## [What is being asked]
Extend the review of Buckminster Fuller's book Critical Path, starting right after its final sentence.

## [Reading passage]
5 Star, Atlases & State of the World, Banks, Fed, Money, & Concentrated Wealth, Complexity & Catastrophe, Complexity & Resilience, Economics, Environment (Problems), Environment (Solutions), Future, Survival & Sustainment, Values, Ethics, Sustainable Evolution

Amazon Page
Amazon Page

History, Philosophy, Engineering, Architecture, & Education,

July 13, 2009
R. Buckminster Fuller
Although I heard Fuller speak at Muhlenberg College in 1973 or so, I had not read his books and for me Critical Path was a very healthy reminder that long before many of the current authors, Buckminster Fuller had a grip on the basics:

1) Economic theory of scarcity and secrecy is evil, benefitting the few at the expense of the many

2) Earth is NOT a zero sum Darwinian game for humans, in fact it is the human role–the human mind's role–to “synergize” Earth into a win-win for all.

3) Money is not wealth only an artifact that is representative of empty bank vaults and gross misrepresentation by the alleged wealthy. Only time-energy accounting and “true cost” of goods and services should be used.

4) Obstacles to displacing rule by scarcity and secrecy are the public ignorance of natural science and the collaboration among governments, corporations and large organizations such as religions and labor unions that “divide and keep conquered.”

5) Computers–and Fuller was clearly envisioning today's computers, not those of his time–if properly fed all of the relevant data can alter perceptions on a just enough, just in time basis. This coincides with my own view that we can and must educate the five billion poor one cell call at a time, but it also favors the ideas gaining currency of connecting the one billion rich (80% of whom do not give to charity) directly with the needs of the five billion poor at the household level of need.

I am hugely impressed with both specific actionable visions and specific actionable facts:

1) Now possible to create a global electrical grid that runs across Alaska into Canada and China, and eliminate the electrical shortfalls in both those countries and in Canada and the US West Coast.

2) In time-energy “true cost” accounting, every gallon of oil that we use cost $1 million (in 1981 dollars, which is to say, around $10 after the current Administration finished with its massive devaluation plans).

3) There are two critical paths that are not understood by the public or those who profess to represent the public: path one is those natural trends that proceed with or without human errors, omissions, and interventions; path two is the human path both local and as a global aggregate.

4) Considered in time-energy terms, both our industrial-era schools and our industrial-era office buildings are lunacy. He provides a fascinating discussion of inland versus island dwellers, concludes that most urban office buildings should be converted into mixed dwelling-telecommuting centers and is generally brutal about our national policies being 50 years out of date (in 1981–that would make them 80 years out of date today, and I agree).

5) He provides a BRUTAL discussion of banking and government bail-outs of banking as well as mortgage fraud that led to the Great Depression, how banks dispossessed the farmers not realizing that the land was over-valued AND that no one else wanted to do the hard work of farming, and I am generally thunder-struck by how history has repeated itself.

I am especially impressed by his “cosmic costing” which does not allow for hoarding (he joins others in cursing money as both a hoardable good and one that can draw interest beyond reason).

## [Provided data]

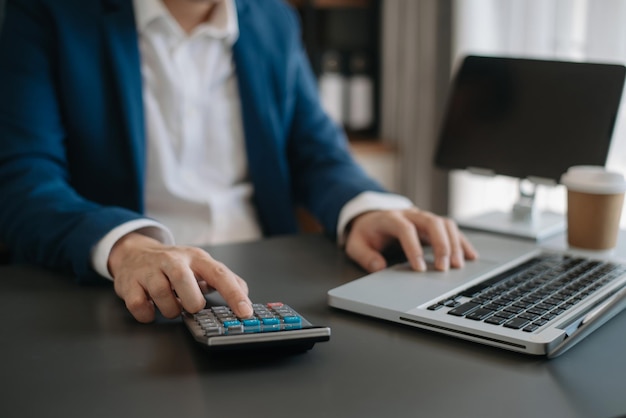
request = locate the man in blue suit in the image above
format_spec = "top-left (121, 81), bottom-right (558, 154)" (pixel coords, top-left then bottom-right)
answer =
top-left (0, 0), bottom-right (476, 322)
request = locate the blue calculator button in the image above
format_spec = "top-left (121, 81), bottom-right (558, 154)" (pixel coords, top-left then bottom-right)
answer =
top-left (241, 318), bottom-right (261, 327)
top-left (283, 316), bottom-right (302, 324)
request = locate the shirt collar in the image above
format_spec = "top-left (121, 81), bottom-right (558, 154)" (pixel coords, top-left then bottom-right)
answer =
top-left (133, 0), bottom-right (239, 44)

## [Exercise result]
A goodly portion of the book covers the art of doing more with less; doing it faster; and ultimately benefitting increasing numbers of humans with the same technologies.

His discussion of “precession” revolves around not competing with anyone else, instead attending to the unattended. He has a gift for “comprehensive consideration” that we could all draw upon for inspiration.

I am completely absorbed by this book, which includes in the final third:

1) The challenge is to educate all humans, and to teach humans to learn in the shortest possible time–my kids have two answers: cell phones and video games. This is a no-brainer.

2) I offer some quotes below but am totally engaged with his discussion of the Geoscope, what some today might call an Earth Monitoring System, and his view that we can create a 200 foot version of the Earth where one inch equals three miles, and using computers, be able to illuminate for any human–however poorly educated or ideologically stunted–what actually IS the reality.

3) He spends time describing the World Game and cites two books by Medard Gabel that are no longer available via Amazon (but see the EarthGame(TM) technical description offered by Earth Intelligence Network), and describes it as a problem-solving choice-making educational game.

On page 287 I am stunned by his anticipation of the “de-sovereignization” of the United States of America, coincident with the bankruptcy of the US Nation at the hands of its out of control federal government.

On the architectural side I am fascinated by his discussion of flat slab building as the worst possible time-energy construction, and his discussion of the alternatives that he created, including floating cities that I now regard as inevitable.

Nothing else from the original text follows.